> **OBIETTIVO 1**:
Trascrivi dal brano sul patrimonio immobiliare italiano il tratto che inizia con "Il patrimonio immobiliare italiano: vecchio" e prosegue fino a "a 5 anni fa.".
> **OBIETTIVO 2**:
Mostra ogni riga dei record che contiene la stringa "mount", distinguendo tra maiuscole e minuscole.

Il patrimonio immobiliare italiano: vecchio e vetusto
A livello di efficienza energetica, la situazione delle abitazioni degli italiani non è quindi rosea.
«Il patrimonio immobiliare italiano è un patrimonio ‘vecchio’. La maggior parte delle
case in cui viviamo, infatti, sono state costruite a cavallo degli anni ‘60 e ’70, quando i materiali e
la tecnologia a supporto dell’efficienza energetica, come anche la sensibilità verso le tematiche
legate alla sostenibilità ambientale, non erano particolarmente sviluppati”, ha dichiarato Carlo Giordano, board member di Immobiliare.it, commentando i dati di una ricerca realizzata dal portale immobiliare, dalla quale emerge che il 76% degli immobili attualmente in vendita è a bassa efficienza energetica (classe E o inferiore), in aumento di quasi il 10% rispetto a 5 anni fa.
L’11% si qualifica, invece, come ad elevata efficienza (classe A o superiore) e solitamente si tratta di edifici di nuova costruzione. “Rispetto al 2017 c’è stata un’impennata di quasi il 70% di case in classe A dovuta sì a un proliferare di edifici “green” o riqualificati, ma anche alla difficoltà di far uscire dal mercato immobili di questo genere a causa dei costi elevati”, si legge nella ricerca di Immobiliare.it, che però poi ha aggiunto che “la categoria media (dalla B alla D) è stata l’unica ad aver ridotto nel tempo la sua presenza sul mercato italiano: quasi un -30% negli ultimi 5 anni, rappresentando ora il 13% dell’offerta”, perché “si tratta infatti della più appetibile dagli acquirenti e di quella più facilmente efficientabile”.

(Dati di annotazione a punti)
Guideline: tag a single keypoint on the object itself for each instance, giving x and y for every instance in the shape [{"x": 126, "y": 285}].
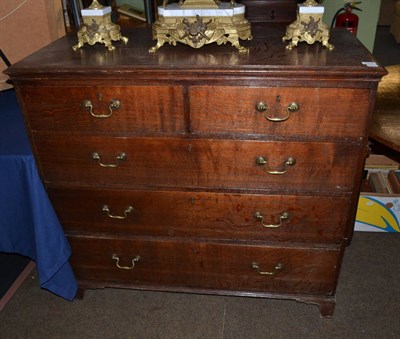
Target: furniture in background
[
  {"x": 28, "y": 224},
  {"x": 385, "y": 129},
  {"x": 204, "y": 170},
  {"x": 395, "y": 25},
  {"x": 271, "y": 10}
]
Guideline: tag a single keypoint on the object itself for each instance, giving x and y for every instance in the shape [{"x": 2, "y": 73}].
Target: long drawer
[
  {"x": 196, "y": 163},
  {"x": 254, "y": 268},
  {"x": 322, "y": 112},
  {"x": 105, "y": 109},
  {"x": 202, "y": 214}
]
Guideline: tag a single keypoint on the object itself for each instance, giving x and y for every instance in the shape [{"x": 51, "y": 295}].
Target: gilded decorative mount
[
  {"x": 200, "y": 22},
  {"x": 308, "y": 26},
  {"x": 98, "y": 27}
]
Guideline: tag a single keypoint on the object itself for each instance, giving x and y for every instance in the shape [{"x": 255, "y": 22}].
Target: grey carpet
[{"x": 368, "y": 306}]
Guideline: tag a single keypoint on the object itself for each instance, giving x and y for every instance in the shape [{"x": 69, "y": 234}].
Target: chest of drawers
[{"x": 203, "y": 170}]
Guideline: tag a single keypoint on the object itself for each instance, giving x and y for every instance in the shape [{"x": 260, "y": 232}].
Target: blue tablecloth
[{"x": 28, "y": 223}]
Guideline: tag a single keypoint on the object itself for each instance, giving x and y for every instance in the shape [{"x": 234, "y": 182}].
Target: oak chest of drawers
[{"x": 203, "y": 170}]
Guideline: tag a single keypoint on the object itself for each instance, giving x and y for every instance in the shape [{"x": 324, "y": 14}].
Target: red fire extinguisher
[{"x": 347, "y": 19}]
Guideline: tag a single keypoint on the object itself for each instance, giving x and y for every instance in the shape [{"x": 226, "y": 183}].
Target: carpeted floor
[{"x": 368, "y": 306}]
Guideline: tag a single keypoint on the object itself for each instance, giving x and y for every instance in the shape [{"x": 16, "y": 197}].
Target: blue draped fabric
[{"x": 28, "y": 223}]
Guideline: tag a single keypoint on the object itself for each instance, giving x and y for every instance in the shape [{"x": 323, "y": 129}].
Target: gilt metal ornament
[
  {"x": 97, "y": 27},
  {"x": 200, "y": 22},
  {"x": 308, "y": 26}
]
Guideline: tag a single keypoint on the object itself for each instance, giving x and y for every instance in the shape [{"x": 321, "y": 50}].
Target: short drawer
[
  {"x": 202, "y": 214},
  {"x": 111, "y": 108},
  {"x": 323, "y": 113},
  {"x": 242, "y": 268},
  {"x": 193, "y": 163}
]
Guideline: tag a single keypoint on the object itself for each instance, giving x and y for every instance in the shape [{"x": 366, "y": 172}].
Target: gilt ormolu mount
[
  {"x": 308, "y": 26},
  {"x": 98, "y": 28},
  {"x": 200, "y": 22}
]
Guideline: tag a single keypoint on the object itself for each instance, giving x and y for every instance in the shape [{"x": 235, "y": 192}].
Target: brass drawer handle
[
  {"x": 261, "y": 161},
  {"x": 262, "y": 107},
  {"x": 278, "y": 267},
  {"x": 135, "y": 259},
  {"x": 120, "y": 157},
  {"x": 283, "y": 217},
  {"x": 127, "y": 210},
  {"x": 113, "y": 106}
]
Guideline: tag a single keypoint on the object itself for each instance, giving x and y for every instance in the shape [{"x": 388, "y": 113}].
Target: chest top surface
[{"x": 267, "y": 56}]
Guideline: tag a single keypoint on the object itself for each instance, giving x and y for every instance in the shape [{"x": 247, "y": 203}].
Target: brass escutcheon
[
  {"x": 278, "y": 267},
  {"x": 120, "y": 157},
  {"x": 127, "y": 210},
  {"x": 283, "y": 217},
  {"x": 135, "y": 259}
]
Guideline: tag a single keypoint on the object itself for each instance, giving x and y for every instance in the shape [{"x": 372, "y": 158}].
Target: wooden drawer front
[
  {"x": 142, "y": 109},
  {"x": 202, "y": 215},
  {"x": 205, "y": 265},
  {"x": 270, "y": 11},
  {"x": 196, "y": 163},
  {"x": 323, "y": 113}
]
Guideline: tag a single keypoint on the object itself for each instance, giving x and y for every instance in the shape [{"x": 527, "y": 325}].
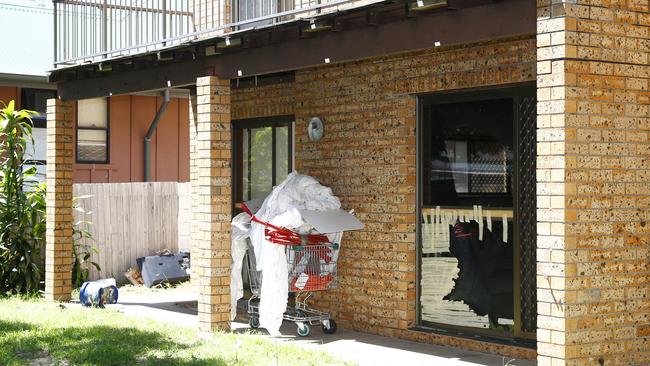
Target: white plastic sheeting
[{"x": 280, "y": 208}]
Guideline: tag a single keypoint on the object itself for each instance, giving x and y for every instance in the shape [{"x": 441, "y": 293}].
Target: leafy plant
[
  {"x": 81, "y": 250},
  {"x": 22, "y": 212}
]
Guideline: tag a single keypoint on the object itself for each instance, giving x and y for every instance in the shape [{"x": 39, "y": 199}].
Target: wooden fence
[{"x": 131, "y": 220}]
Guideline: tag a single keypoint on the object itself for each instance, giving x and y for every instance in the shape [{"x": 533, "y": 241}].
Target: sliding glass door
[{"x": 470, "y": 245}]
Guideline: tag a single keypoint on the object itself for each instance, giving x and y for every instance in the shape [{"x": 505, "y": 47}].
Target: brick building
[{"x": 527, "y": 123}]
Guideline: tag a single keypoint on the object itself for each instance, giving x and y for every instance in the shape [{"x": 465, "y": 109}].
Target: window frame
[
  {"x": 107, "y": 131},
  {"x": 238, "y": 126},
  {"x": 39, "y": 121},
  {"x": 513, "y": 91}
]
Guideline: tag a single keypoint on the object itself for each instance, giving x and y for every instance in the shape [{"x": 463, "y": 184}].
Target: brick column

> **RISPOSTA SCRITTA 1**:
Il patrimonio immobiliare italiano: vecchio e vetusto
A livello di efficienza energetica, la situazione delle abitazioni degli italiani non è quindi rosea.
«Il patrimonio immobiliare italiano è un patrimonio ‘vecchio’. La maggior parte delle
case in cui viviamo, infatti, sono state costruite a cavallo degli anni ‘60 e ’70, quando i materiali e
la tecnologia a supporto dell’efficienza energetica, come anche la sensibilità verso le tematiche
legate alla sostenibilità ambientale, non erano particolarmente sviluppati”, ha dichiarato Carlo Giordano, board member di Immobiliare.it, commentando i dati di una ricerca realizzata dal portale immobiliare, dalla quale emerge che il 76% degli immobili attualmente in vendita è a bassa efficienza energetica (classe E o inferiore), in aumento di quasi il 10% rispetto a 5 anni fa.

> **RISPOSTA SCRITTA 2**:
Target: gilded decorative mount
Target: gilt ormolu mount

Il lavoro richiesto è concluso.